SOURCE PASSAGE: Begin
I am not sure some people live in the reality of the real world economy. Places like Hervey Bay & Maryborough are on the State, Australian and World stage competing for funding, tourists, jobs, investment dollars, good publicity, population increases, health & education. If we want to keep sending out a negative picture of this area and let the knockers pull us down to a very mediocre perception of this area then we will get mediocre results with who comes here to live & invest. I know some people think that is great, but who pays for all the upkeep of infrastructure, new health facilities, good education, minimizing rates, etc. Progress does, not the knockers!
Isn’t it about time we started to assimilate as a community and strive for excellence and start competing in this modern world like many progressive cities are around the country and the world? There is a direct coloration between striving for excellence and good economic returns, just as there is for striving for mediocrity and getting very mediocre returns as a city, unfortunately we are in the second category at the moment.
Where is Hervey Bay? If you check on most maps it’s a bay of water that sits just off our shoreline, but for someone who arrives in the Hervey Bay area and looks for a location on a GPS, etc. you can’t actually find Hervey Bay you can only find the suburbs such as Pialba, Scarness and so on. This is unlike most other cities throughout Queensland & around the world where you will actually arrive at a city itself like Brisbane, Maryborough, Bundaberg, etc. but not in Hervey Bay.
SOURCE PASSAGE: End
DATA EXCERPTS: Begin
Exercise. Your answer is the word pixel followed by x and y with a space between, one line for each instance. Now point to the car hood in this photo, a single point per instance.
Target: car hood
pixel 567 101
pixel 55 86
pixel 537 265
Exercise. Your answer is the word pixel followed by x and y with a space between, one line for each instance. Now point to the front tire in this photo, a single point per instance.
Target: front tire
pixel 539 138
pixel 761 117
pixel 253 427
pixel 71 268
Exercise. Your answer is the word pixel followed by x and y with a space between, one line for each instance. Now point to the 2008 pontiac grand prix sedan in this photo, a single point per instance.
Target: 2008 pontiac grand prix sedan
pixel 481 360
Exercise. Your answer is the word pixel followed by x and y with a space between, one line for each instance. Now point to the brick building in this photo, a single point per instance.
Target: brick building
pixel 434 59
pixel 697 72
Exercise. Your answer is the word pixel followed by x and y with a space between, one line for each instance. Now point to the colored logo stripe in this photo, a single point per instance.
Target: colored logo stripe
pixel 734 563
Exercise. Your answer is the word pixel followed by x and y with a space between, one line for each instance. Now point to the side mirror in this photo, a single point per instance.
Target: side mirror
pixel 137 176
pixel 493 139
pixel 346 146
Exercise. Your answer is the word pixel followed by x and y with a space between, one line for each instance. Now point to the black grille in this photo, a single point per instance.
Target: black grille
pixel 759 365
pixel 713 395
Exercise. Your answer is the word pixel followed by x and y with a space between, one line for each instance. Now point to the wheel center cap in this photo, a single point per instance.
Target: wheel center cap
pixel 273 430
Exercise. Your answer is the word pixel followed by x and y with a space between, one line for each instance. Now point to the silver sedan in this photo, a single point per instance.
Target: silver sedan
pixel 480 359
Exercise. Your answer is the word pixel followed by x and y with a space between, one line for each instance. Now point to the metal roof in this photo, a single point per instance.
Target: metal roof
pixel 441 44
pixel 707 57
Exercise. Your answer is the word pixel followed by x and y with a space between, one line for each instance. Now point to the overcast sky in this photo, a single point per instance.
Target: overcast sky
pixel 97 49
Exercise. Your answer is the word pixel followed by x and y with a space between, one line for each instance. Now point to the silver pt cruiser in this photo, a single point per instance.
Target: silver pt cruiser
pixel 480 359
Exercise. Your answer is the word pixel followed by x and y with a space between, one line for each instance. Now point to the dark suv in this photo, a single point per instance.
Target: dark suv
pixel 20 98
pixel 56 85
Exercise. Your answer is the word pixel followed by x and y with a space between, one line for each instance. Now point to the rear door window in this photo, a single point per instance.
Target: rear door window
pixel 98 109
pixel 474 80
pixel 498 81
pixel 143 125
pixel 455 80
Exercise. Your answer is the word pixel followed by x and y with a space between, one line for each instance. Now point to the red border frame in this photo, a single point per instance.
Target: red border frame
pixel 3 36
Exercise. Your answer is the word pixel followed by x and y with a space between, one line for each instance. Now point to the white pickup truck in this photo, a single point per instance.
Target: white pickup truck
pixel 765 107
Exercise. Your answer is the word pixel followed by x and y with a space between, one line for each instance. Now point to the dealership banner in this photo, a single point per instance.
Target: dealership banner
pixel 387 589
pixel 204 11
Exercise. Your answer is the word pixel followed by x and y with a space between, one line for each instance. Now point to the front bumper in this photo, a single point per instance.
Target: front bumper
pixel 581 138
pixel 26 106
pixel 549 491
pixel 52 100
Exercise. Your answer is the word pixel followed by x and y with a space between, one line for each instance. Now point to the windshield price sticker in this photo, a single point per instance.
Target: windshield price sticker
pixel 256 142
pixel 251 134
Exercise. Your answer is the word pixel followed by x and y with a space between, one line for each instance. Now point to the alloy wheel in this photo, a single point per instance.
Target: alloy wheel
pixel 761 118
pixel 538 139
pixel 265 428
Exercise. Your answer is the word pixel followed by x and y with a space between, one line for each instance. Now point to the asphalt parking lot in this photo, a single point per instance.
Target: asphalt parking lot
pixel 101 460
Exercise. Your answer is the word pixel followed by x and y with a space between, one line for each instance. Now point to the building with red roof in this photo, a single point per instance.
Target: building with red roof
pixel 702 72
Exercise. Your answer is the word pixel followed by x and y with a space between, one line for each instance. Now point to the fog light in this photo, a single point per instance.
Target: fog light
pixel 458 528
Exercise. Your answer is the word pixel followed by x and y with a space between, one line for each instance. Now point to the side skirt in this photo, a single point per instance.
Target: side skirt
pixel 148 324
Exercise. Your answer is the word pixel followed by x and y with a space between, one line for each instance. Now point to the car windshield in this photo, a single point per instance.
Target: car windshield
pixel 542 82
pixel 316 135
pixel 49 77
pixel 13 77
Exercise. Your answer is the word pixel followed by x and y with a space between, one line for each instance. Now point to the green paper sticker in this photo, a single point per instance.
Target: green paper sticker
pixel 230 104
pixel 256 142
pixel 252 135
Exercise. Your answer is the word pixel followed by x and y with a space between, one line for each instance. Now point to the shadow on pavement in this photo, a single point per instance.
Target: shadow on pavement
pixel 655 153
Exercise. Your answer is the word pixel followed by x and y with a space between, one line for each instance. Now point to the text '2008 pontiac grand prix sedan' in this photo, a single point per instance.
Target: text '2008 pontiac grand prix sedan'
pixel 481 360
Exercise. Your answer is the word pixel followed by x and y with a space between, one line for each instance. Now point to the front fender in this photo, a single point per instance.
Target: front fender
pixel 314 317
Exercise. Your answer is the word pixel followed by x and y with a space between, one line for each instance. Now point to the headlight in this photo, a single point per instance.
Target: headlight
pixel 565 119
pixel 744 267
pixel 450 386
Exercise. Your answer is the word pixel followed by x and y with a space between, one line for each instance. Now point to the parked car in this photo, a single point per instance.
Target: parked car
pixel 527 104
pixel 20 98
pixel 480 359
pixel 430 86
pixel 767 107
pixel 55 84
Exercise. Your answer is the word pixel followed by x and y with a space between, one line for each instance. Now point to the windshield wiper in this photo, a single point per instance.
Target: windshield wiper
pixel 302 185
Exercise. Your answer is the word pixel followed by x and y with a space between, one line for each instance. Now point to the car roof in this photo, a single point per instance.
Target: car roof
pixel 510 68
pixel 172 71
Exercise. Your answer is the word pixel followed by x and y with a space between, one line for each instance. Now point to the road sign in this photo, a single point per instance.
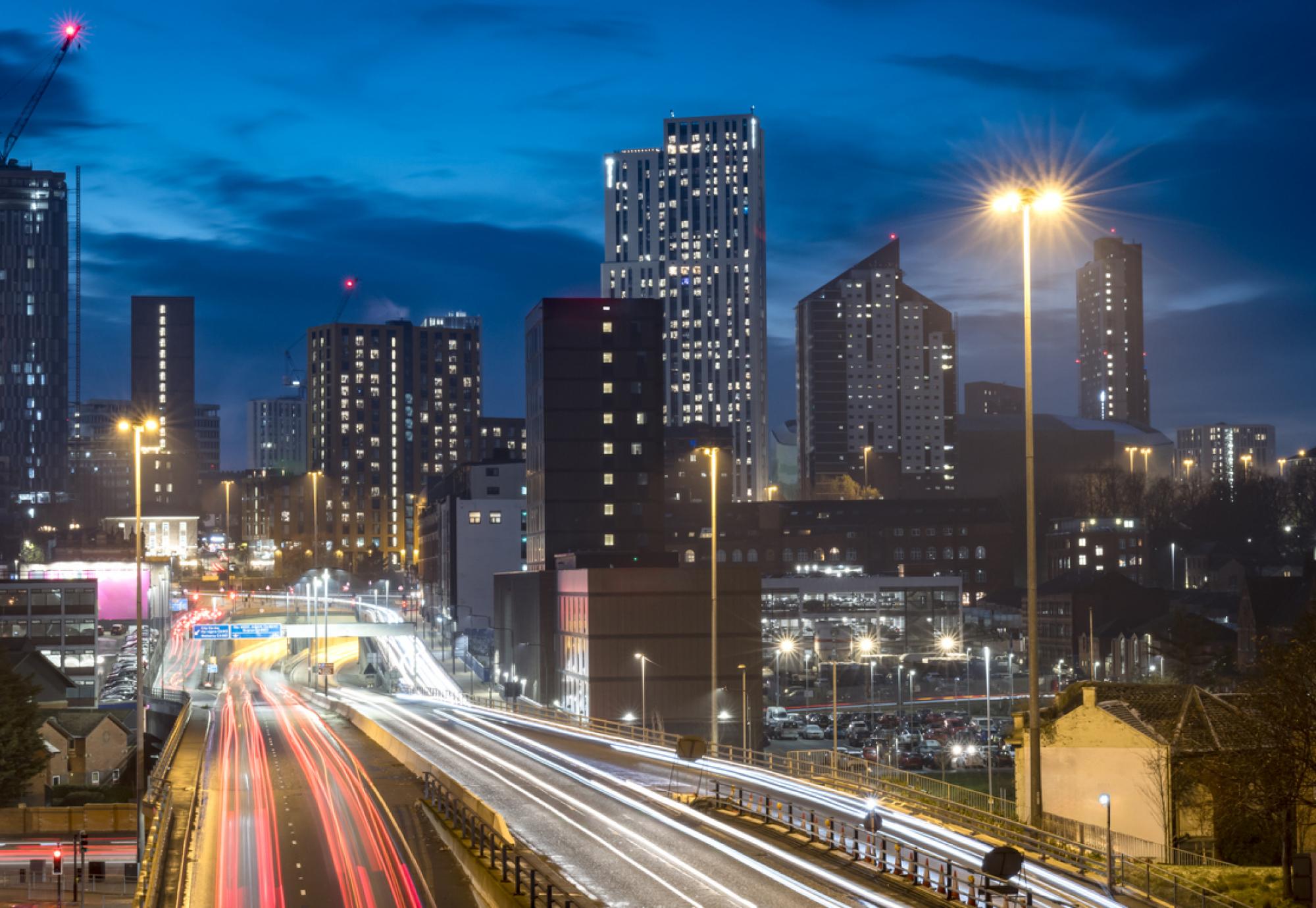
DATA EXCERPTS: End
**EXERCISE AIM**: Copy the stretch of the Hervey Bay text from "I am not sure" through "not the knockers!", renaming "knockers" as "critics" wherever it occurs. Rely only on the Hervey Bay text for what comes next.

**RESPONSE TO THIS EXERCISE**:
I am not sure some people live in the reality of the real world economy. Places like Hervey Bay & Maryborough are on the State, Australian and World stage competing for funding, tourists, jobs, investment dollars, good publicity, population increases, health & education. If we want to keep sending out a negative picture of this area and let the critics pull us down to a very mediocre perception of this area then we will get mediocre results with who comes here to live & invest. I know some people think that is great, but who pays for all the upkeep of infrastructure, new health facilities, good education, minimizing rates, etc. Progress does, not the critics!